- [To do]: Recast each line of the material below as one string in a JSON list, leaving out blank lines and the pictures.

- [Material of labeled boxes]:
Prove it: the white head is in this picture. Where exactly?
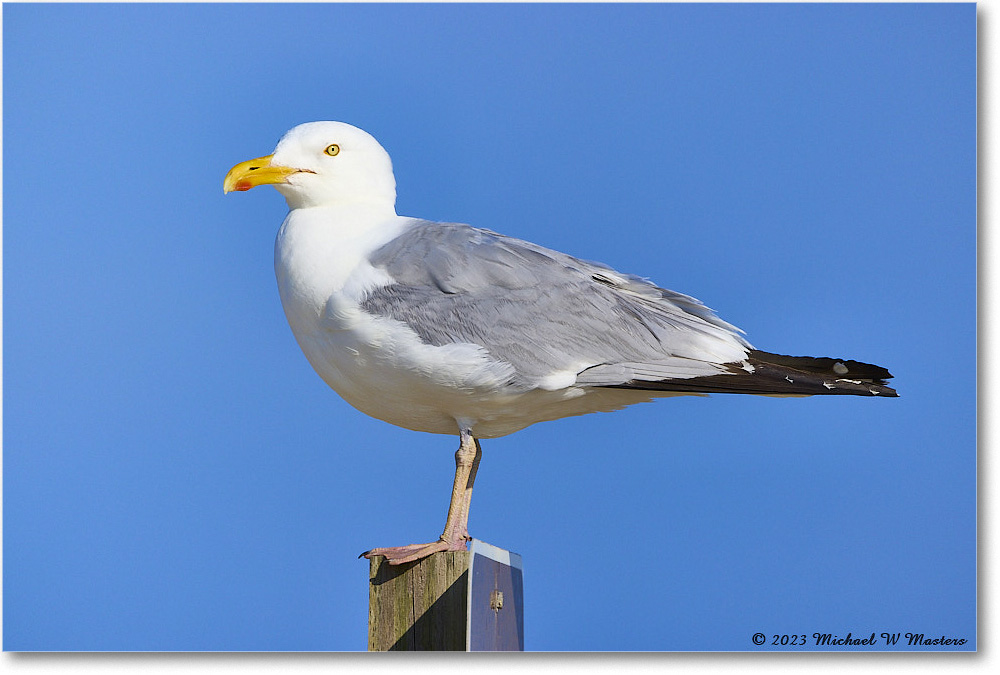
[224,122,396,209]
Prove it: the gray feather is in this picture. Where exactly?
[362,221,750,387]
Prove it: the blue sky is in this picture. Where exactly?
[3,4,976,651]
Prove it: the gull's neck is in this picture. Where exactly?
[274,198,414,312]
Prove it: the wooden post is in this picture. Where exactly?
[368,539,524,651]
[368,551,469,652]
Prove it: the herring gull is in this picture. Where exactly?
[224,122,896,564]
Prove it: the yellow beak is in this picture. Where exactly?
[222,155,303,193]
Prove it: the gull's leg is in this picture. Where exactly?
[361,429,483,565]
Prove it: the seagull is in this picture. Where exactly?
[223,122,897,565]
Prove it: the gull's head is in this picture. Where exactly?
[223,122,396,209]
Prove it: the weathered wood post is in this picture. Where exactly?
[368,540,524,651]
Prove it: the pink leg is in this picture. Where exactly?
[361,430,483,565]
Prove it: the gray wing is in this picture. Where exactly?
[362,221,751,388]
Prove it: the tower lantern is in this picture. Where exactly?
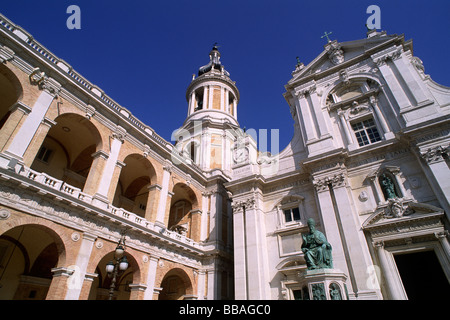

- [Finished task]:
[
  "Prove it: the white head is in this picture. Where exactly?",
  "[224,122,396,209]",
  "Prove it: the gray feather is in this picture. Where exactly?",
  "[362,221,750,387]",
  "Prove it: the blue sky is in this picture. Where exactly?",
  "[3,4,976,651]",
  "Prove it: the gull's neck is in this picture. Where exactly?",
  "[274,198,414,312]",
  "Prove it: the wooden post is in this picture. Where exactly?",
  "[368,539,524,651]",
  "[368,551,469,652]",
  "Prove it: the herring gull is in this picture. Where exactly?",
  "[224,122,896,564]",
  "Prove it: the yellow beak is in this picture. Where exactly?",
  "[222,155,303,193]",
  "Prove it: the gull's leg is in this picture. Where exactly?",
  "[361,429,483,565]",
  "Prove it: the seagull is in this picture. Where exactly?",
  "[223,122,897,565]",
  "Prove it: the gull's head is in this picture. Where exactly?",
  "[223,122,396,209]",
  "Prove it: the weathered wood post is in this picture. Where exactly?",
  "[368,540,524,651]",
  "Prove it: the pink leg is in this picture. Where exactly?",
  "[361,430,483,565]",
  "Prove it: the gray wing is in this picture. Where exactly?",
  "[362,221,751,388]",
  "Prove it: the tower lantern is in this picture. Where exactly?"
]